Copy out every row below, but swap each "e.g." for "for example" and leave everything else unchanged.

* start *

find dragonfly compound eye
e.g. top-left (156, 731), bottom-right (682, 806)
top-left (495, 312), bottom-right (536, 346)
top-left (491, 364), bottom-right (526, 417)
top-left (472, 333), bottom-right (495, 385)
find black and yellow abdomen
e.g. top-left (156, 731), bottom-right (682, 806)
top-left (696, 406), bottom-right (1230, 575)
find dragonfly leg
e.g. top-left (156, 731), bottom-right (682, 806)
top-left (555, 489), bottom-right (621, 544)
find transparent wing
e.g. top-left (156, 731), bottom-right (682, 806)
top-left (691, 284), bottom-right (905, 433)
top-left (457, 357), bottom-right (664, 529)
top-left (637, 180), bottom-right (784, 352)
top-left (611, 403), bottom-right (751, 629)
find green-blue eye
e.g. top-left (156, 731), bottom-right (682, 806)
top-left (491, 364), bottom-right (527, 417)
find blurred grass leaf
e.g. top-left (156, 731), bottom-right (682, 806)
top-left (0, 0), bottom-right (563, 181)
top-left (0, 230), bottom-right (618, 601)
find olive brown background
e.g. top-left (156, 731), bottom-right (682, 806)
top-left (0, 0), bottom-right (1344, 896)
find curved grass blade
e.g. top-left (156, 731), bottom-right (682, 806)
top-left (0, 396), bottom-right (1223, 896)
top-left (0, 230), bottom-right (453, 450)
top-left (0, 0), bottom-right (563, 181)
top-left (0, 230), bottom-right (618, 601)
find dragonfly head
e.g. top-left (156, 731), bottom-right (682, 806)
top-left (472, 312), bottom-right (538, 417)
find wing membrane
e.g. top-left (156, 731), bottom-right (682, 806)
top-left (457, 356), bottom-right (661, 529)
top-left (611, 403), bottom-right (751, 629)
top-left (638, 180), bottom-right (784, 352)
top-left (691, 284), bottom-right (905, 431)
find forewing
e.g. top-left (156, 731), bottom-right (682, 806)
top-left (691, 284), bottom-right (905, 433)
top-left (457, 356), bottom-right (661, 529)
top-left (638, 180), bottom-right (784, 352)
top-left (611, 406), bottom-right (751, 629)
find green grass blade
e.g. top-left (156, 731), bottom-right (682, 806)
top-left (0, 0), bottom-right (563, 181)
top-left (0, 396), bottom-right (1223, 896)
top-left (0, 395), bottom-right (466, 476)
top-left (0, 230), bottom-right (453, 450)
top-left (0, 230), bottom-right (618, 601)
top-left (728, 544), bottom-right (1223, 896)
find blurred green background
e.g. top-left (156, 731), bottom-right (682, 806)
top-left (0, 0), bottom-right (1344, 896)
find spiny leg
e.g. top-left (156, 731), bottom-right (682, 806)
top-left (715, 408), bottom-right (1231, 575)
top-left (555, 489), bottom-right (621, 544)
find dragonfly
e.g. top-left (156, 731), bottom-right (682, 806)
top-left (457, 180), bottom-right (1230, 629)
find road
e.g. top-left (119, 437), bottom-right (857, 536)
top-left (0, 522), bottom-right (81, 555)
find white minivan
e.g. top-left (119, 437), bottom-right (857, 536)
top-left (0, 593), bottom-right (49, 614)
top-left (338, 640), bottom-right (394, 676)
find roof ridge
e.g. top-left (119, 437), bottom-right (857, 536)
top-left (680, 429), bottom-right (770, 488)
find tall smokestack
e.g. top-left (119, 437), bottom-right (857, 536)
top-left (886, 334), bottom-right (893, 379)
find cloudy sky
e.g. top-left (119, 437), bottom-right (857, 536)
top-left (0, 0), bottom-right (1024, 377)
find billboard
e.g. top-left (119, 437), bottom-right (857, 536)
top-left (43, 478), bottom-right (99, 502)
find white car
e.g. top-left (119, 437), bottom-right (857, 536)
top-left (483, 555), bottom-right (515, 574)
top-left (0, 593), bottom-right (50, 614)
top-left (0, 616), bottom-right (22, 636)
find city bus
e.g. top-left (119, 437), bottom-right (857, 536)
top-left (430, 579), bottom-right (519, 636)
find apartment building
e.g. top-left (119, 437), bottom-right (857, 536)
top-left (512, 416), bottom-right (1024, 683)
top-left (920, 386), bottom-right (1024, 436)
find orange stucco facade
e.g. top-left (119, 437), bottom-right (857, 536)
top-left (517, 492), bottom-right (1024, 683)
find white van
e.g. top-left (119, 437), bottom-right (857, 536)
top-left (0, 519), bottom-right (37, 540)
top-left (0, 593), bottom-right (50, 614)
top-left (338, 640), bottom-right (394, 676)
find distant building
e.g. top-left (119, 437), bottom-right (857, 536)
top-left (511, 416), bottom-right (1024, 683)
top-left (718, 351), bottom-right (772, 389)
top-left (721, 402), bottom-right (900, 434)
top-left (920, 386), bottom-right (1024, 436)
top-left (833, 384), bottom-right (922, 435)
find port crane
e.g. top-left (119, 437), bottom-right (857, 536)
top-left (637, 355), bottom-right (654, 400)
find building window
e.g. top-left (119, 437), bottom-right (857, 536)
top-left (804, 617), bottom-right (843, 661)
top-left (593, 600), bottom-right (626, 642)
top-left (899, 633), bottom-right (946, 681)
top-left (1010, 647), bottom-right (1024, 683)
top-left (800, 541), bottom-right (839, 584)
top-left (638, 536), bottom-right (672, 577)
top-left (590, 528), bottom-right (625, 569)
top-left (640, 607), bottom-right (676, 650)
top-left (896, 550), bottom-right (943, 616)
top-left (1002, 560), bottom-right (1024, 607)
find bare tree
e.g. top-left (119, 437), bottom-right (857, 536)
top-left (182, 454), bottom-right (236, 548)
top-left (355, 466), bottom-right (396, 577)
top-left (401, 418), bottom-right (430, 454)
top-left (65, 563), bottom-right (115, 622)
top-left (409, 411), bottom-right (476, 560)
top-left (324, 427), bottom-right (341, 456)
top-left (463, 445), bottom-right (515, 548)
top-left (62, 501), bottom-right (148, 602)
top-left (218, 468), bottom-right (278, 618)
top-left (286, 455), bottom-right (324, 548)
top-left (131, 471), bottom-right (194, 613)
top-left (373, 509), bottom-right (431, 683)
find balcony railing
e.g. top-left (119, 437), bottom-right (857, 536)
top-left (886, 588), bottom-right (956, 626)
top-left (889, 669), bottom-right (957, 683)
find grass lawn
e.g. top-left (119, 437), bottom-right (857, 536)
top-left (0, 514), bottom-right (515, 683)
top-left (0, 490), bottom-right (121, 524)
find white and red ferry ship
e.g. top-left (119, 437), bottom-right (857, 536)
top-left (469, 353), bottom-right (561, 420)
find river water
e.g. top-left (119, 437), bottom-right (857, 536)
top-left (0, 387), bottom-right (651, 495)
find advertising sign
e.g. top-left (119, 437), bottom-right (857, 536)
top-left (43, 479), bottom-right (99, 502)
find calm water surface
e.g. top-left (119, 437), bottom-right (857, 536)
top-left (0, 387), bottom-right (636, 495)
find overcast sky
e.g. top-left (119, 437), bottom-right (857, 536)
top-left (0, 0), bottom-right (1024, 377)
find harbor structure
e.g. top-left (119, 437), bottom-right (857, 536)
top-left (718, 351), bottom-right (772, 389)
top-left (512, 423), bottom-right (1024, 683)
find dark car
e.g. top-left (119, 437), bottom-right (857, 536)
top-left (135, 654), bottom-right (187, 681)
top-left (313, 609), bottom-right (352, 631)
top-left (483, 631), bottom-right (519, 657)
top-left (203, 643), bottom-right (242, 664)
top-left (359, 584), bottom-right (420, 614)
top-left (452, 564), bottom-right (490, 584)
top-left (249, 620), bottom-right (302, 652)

* end *

• Problem solution:
find dragonfly compound eye
for example top-left (156, 731), bottom-right (682, 806)
top-left (495, 312), bottom-right (536, 346)
top-left (491, 364), bottom-right (526, 417)
top-left (472, 333), bottom-right (495, 385)
find black and yellow abdomen
for example top-left (156, 731), bottom-right (682, 806)
top-left (696, 406), bottom-right (1230, 575)
find dragonfly leg
for example top-left (156, 731), bottom-right (682, 806)
top-left (555, 489), bottom-right (621, 544)
find transparent wing
for example top-left (156, 731), bottom-right (682, 806)
top-left (691, 284), bottom-right (905, 433)
top-left (457, 357), bottom-right (664, 529)
top-left (637, 180), bottom-right (784, 352)
top-left (611, 403), bottom-right (751, 629)
find green-blue eye
for example top-left (156, 731), bottom-right (682, 806)
top-left (491, 364), bottom-right (527, 417)
find blurred grass leaf
for example top-left (156, 731), bottom-right (682, 806)
top-left (0, 0), bottom-right (563, 181)
top-left (0, 230), bottom-right (618, 601)
find olive brown background
for example top-left (156, 731), bottom-right (682, 806)
top-left (0, 0), bottom-right (1344, 896)
find curved grass blade
for example top-left (156, 731), bottom-right (682, 806)
top-left (0, 396), bottom-right (1223, 896)
top-left (0, 230), bottom-right (453, 450)
top-left (0, 0), bottom-right (563, 181)
top-left (0, 230), bottom-right (618, 601)
find dragonfly head
for example top-left (156, 731), bottom-right (682, 806)
top-left (472, 312), bottom-right (538, 417)
find wing membrane
for example top-left (156, 731), bottom-right (682, 806)
top-left (457, 356), bottom-right (661, 529)
top-left (611, 403), bottom-right (751, 629)
top-left (638, 180), bottom-right (784, 352)
top-left (691, 284), bottom-right (905, 431)
find forewing
for example top-left (156, 731), bottom-right (682, 806)
top-left (691, 284), bottom-right (905, 433)
top-left (457, 356), bottom-right (661, 529)
top-left (638, 180), bottom-right (784, 352)
top-left (611, 406), bottom-right (751, 629)
find green grass blade
for example top-left (156, 731), bottom-right (682, 806)
top-left (0, 0), bottom-right (563, 181)
top-left (0, 396), bottom-right (1223, 896)
top-left (0, 395), bottom-right (466, 476)
top-left (0, 230), bottom-right (453, 450)
top-left (0, 230), bottom-right (618, 601)
top-left (728, 544), bottom-right (1223, 896)
find blurred green background
for example top-left (156, 731), bottom-right (682, 806)
top-left (0, 0), bottom-right (1344, 896)
find spiny leg
for example top-left (156, 731), bottom-right (682, 806)
top-left (715, 408), bottom-right (1231, 575)
top-left (555, 489), bottom-right (621, 544)
find dragonfly
for example top-left (156, 731), bottom-right (682, 806)
top-left (457, 180), bottom-right (1230, 629)
find road
for example top-left (119, 437), bottom-right (857, 536)
top-left (0, 522), bottom-right (81, 555)
find white minivan
for example top-left (119, 437), bottom-right (857, 536)
top-left (0, 593), bottom-right (49, 614)
top-left (338, 640), bottom-right (394, 676)
find roof ridge
for example top-left (119, 437), bottom-right (857, 536)
top-left (680, 429), bottom-right (770, 488)
find tall smokestack
for example top-left (119, 437), bottom-right (857, 536)
top-left (886, 334), bottom-right (893, 379)
find cloudy sky
for example top-left (119, 437), bottom-right (857, 536)
top-left (0, 0), bottom-right (1024, 377)
find billboard
for example top-left (119, 437), bottom-right (857, 536)
top-left (43, 478), bottom-right (99, 502)
find white car
for example top-left (119, 437), bottom-right (857, 536)
top-left (483, 555), bottom-right (515, 574)
top-left (0, 593), bottom-right (50, 614)
top-left (0, 616), bottom-right (22, 636)
find city bus
for example top-left (119, 437), bottom-right (857, 536)
top-left (430, 579), bottom-right (519, 636)
find apartment building
for example top-left (119, 437), bottom-right (857, 536)
top-left (512, 416), bottom-right (1024, 683)
top-left (920, 386), bottom-right (1024, 436)
find orange stucco facade
for example top-left (119, 437), bottom-right (857, 536)
top-left (517, 492), bottom-right (1024, 683)
find white van
for example top-left (119, 437), bottom-right (857, 536)
top-left (0, 519), bottom-right (37, 540)
top-left (0, 593), bottom-right (50, 614)
top-left (338, 640), bottom-right (394, 676)
find distant building
for example top-left (119, 437), bottom-right (857, 536)
top-left (511, 416), bottom-right (1024, 683)
top-left (718, 351), bottom-right (772, 389)
top-left (721, 402), bottom-right (900, 434)
top-left (920, 386), bottom-right (1024, 436)
top-left (833, 384), bottom-right (922, 435)
find port crane
for example top-left (119, 437), bottom-right (857, 536)
top-left (637, 355), bottom-right (654, 400)
find building window
for example top-left (119, 437), bottom-right (857, 536)
top-left (804, 617), bottom-right (843, 661)
top-left (593, 600), bottom-right (626, 642)
top-left (899, 633), bottom-right (946, 681)
top-left (1010, 647), bottom-right (1024, 683)
top-left (800, 541), bottom-right (839, 584)
top-left (638, 536), bottom-right (672, 577)
top-left (590, 528), bottom-right (625, 569)
top-left (640, 607), bottom-right (676, 650)
top-left (896, 550), bottom-right (943, 616)
top-left (1002, 560), bottom-right (1024, 607)
find bare tree
for example top-left (119, 437), bottom-right (857, 536)
top-left (182, 454), bottom-right (236, 548)
top-left (355, 466), bottom-right (396, 577)
top-left (401, 418), bottom-right (430, 454)
top-left (65, 563), bottom-right (115, 622)
top-left (409, 411), bottom-right (476, 560)
top-left (324, 427), bottom-right (341, 456)
top-left (463, 445), bottom-right (515, 548)
top-left (62, 501), bottom-right (148, 602)
top-left (218, 468), bottom-right (278, 618)
top-left (286, 455), bottom-right (324, 548)
top-left (131, 471), bottom-right (194, 613)
top-left (373, 509), bottom-right (431, 683)
find balcony railing
for example top-left (119, 437), bottom-right (857, 536)
top-left (886, 588), bottom-right (956, 626)
top-left (889, 669), bottom-right (957, 683)
find grass lawn
for example top-left (119, 437), bottom-right (857, 536)
top-left (0, 514), bottom-right (515, 683)
top-left (0, 490), bottom-right (121, 524)
find white and red ferry ship
for example top-left (119, 437), bottom-right (857, 536)
top-left (469, 353), bottom-right (561, 420)
find river water
for example top-left (119, 437), bottom-right (857, 536)
top-left (0, 387), bottom-right (651, 495)
find advertising sign
for example top-left (119, 437), bottom-right (857, 536)
top-left (43, 479), bottom-right (99, 502)
find calm water surface
for example top-left (119, 437), bottom-right (857, 536)
top-left (0, 387), bottom-right (636, 495)
find overcast sky
for example top-left (119, 437), bottom-right (857, 536)
top-left (0, 0), bottom-right (1024, 377)
find harbor structure
for example top-left (119, 437), bottom-right (857, 536)
top-left (718, 351), bottom-right (772, 389)
top-left (512, 423), bottom-right (1024, 683)
find dark car
for example top-left (119, 437), bottom-right (857, 536)
top-left (135, 654), bottom-right (187, 681)
top-left (313, 609), bottom-right (352, 631)
top-left (483, 631), bottom-right (519, 657)
top-left (203, 643), bottom-right (242, 664)
top-left (359, 584), bottom-right (420, 614)
top-left (452, 564), bottom-right (490, 584)
top-left (249, 620), bottom-right (302, 652)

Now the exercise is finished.